Instructions to follow — Output exactly, and only, the stretch of lines beginning at the line with "In this practice step, locate the eyeglasses" and ending at the last line of the listing below. Drop the pictures.

Start of Given records

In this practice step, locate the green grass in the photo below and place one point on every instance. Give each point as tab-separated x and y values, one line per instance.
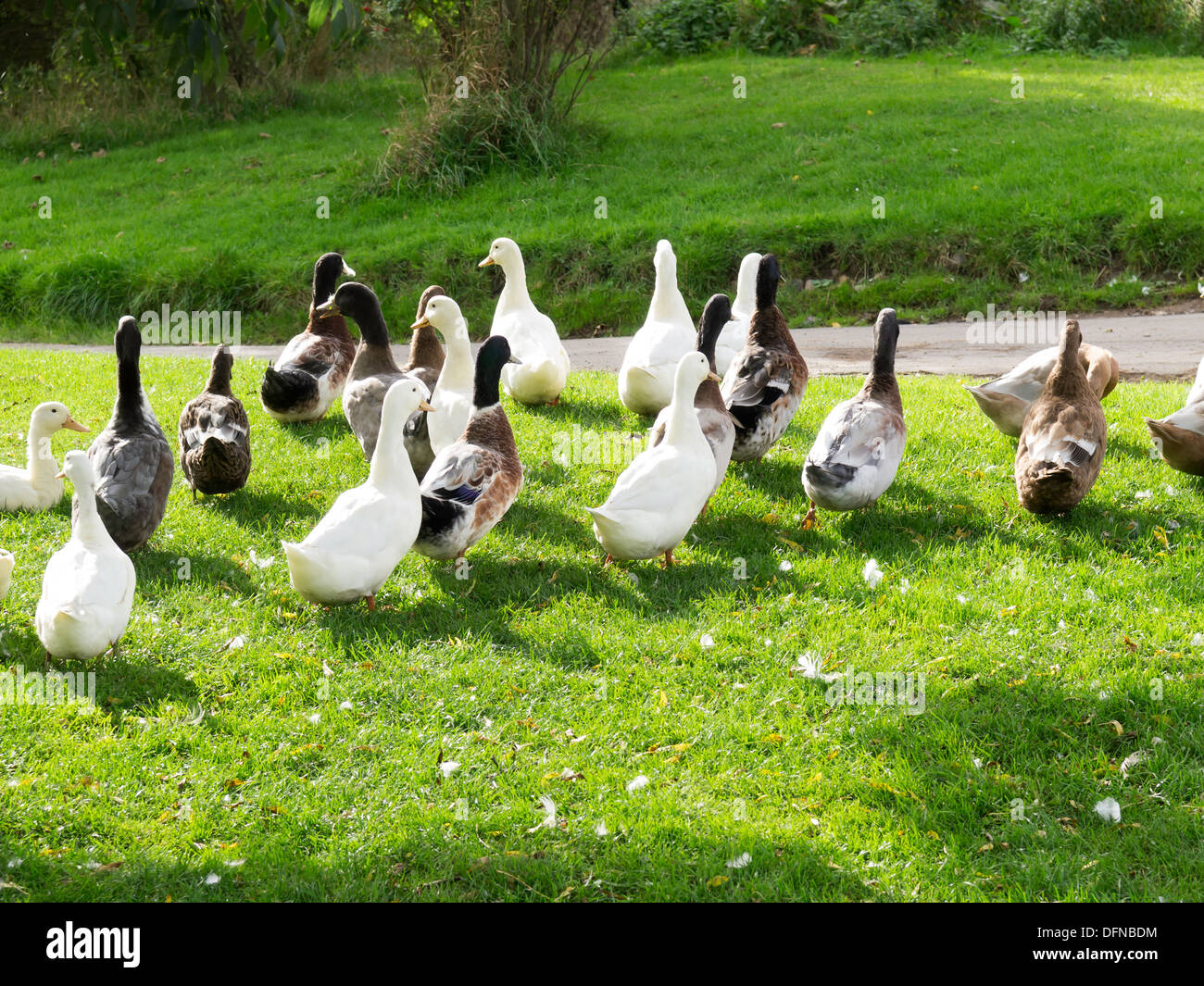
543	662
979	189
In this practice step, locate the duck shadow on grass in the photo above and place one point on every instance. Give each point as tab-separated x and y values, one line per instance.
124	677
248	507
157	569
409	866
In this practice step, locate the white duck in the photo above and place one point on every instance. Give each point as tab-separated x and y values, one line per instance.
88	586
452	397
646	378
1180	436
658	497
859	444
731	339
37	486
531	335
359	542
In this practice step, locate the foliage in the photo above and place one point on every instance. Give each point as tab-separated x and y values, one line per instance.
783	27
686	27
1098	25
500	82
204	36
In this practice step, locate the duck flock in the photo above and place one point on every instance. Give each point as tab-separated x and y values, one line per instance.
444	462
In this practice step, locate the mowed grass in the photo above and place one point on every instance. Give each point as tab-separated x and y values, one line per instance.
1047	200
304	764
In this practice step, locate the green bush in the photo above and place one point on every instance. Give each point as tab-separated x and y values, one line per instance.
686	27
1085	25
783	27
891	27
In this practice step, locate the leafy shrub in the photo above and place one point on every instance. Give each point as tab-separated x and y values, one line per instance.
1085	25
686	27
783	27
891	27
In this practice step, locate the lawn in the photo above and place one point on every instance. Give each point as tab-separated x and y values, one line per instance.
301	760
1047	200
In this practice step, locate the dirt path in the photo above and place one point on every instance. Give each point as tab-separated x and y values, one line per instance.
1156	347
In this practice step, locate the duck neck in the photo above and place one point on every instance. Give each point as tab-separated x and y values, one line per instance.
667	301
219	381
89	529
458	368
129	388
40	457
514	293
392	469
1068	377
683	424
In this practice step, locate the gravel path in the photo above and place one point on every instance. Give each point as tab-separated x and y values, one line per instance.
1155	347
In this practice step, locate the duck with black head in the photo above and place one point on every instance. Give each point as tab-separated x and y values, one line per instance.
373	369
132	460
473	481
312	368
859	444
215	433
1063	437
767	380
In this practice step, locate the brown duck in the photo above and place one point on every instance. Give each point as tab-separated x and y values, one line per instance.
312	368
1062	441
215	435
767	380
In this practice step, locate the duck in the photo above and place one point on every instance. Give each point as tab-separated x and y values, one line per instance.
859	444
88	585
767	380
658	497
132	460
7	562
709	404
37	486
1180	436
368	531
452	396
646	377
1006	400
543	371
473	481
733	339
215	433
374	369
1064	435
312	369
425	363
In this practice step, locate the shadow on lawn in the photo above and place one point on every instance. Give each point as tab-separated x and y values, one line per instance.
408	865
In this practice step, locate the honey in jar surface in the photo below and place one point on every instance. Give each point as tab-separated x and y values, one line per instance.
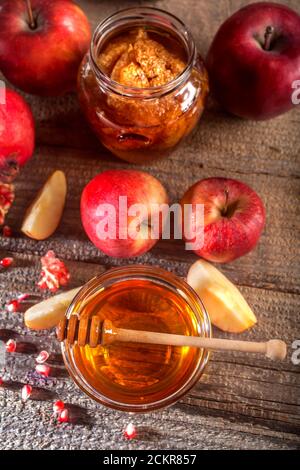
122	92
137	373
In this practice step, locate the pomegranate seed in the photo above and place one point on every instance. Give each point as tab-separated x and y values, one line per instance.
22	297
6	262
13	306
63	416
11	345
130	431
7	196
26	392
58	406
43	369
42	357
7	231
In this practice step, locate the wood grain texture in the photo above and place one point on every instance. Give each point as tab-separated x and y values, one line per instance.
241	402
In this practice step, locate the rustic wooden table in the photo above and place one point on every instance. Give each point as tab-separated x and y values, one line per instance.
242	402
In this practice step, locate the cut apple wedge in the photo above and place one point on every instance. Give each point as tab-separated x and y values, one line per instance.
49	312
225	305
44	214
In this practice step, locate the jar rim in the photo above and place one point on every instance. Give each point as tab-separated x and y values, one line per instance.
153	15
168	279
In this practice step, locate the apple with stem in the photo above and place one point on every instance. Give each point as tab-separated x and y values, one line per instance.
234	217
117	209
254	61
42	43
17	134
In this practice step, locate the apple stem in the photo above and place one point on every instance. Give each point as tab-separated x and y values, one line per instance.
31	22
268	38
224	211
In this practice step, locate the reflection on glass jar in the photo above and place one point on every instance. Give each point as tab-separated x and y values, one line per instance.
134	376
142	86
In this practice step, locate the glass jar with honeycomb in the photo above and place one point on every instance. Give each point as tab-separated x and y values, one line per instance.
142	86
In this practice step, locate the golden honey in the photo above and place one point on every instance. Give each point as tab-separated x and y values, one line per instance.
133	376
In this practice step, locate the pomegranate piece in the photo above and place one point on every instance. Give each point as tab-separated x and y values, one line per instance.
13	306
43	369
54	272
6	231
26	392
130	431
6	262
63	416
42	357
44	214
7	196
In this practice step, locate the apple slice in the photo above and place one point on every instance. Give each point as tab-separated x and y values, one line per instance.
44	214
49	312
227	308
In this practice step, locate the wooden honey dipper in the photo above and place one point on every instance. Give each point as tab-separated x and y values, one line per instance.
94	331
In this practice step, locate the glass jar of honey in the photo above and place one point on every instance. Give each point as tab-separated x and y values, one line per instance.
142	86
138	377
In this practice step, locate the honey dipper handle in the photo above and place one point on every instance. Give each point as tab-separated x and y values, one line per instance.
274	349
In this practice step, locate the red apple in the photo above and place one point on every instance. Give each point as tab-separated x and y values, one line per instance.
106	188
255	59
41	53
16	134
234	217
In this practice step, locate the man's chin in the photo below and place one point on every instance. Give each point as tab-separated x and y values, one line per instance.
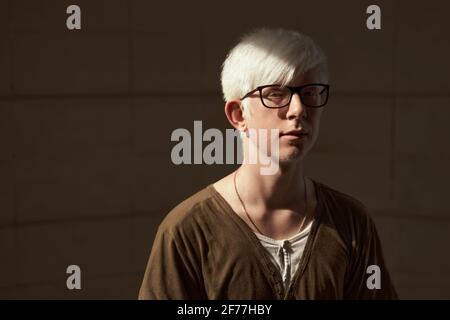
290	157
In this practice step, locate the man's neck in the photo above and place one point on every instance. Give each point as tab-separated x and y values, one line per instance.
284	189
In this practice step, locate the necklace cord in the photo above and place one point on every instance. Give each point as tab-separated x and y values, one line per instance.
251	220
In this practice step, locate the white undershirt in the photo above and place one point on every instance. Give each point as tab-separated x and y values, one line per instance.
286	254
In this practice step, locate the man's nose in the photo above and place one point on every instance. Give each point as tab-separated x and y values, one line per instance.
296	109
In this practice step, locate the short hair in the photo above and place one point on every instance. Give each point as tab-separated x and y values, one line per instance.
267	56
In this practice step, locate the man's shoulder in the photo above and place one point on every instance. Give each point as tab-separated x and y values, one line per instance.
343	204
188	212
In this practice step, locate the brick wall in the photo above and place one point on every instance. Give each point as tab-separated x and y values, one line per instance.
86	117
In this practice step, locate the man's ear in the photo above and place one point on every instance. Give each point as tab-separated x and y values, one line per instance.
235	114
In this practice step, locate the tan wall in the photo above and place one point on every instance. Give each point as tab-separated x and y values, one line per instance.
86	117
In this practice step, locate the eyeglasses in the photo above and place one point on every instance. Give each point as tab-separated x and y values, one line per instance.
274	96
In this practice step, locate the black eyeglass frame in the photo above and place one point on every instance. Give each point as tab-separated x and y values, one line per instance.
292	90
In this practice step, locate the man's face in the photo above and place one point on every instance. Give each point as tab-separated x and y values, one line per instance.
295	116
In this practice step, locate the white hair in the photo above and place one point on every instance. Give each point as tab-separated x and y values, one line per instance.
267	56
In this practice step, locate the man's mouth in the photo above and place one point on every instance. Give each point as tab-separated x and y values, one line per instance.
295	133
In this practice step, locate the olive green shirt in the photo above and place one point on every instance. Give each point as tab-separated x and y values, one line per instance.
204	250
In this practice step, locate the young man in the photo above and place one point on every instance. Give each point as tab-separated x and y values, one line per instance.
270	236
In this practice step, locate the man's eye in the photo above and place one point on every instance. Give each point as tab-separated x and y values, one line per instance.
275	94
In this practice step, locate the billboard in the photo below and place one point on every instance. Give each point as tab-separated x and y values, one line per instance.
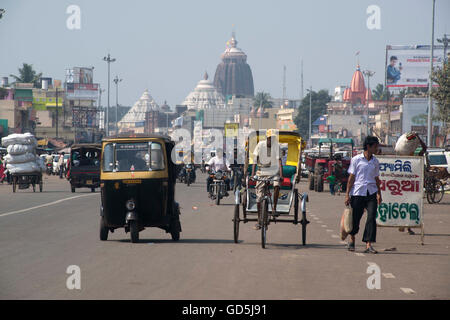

End of Given records

Complete answer —
In this practice step, locate the eyeglasses in the photo above and place one point on every instance. Give each point as tab-separated x and y values, one line per instance.
274	96
In this practice step, locate the black eyeglass frame in the photo above and place one point on every instance. Give each point as tab-separated x and y values, one line per instance.
292	90
In this practice step, locate the man's face in the photo above and place one point on every instance. Give each point as tab-separated x and y values, one line per instance.
295	116
In this practice step, locate the white hair in the photo above and place one point on every instance. Give each point as tab-separated x and y values, one line per instance.
267	56
In this practice step, locate the man's mouth in the photo above and place one point on every instance. Give each point as tab-separated x and y values, one line per instance.
295	133
In this practice step, locate the olive green shirt in the photo above and place one point on every instance. Give each point as tab-separated x and y values, one line per instance.
204	250
In this practice step, locate the young man in the photo above and place one point on every instance. Give each point as tab-separated x and y values, one line per instance.
270	236
In this practice step, locate the man's eye in the photo above and place one point on every instance. Give each point as tab-separated x and y values, one line per instance.
275	94
In this practice step, locate the billboard in the photo below and place one point on every instance. Give each point as tab-separated x and y values, one line per instance.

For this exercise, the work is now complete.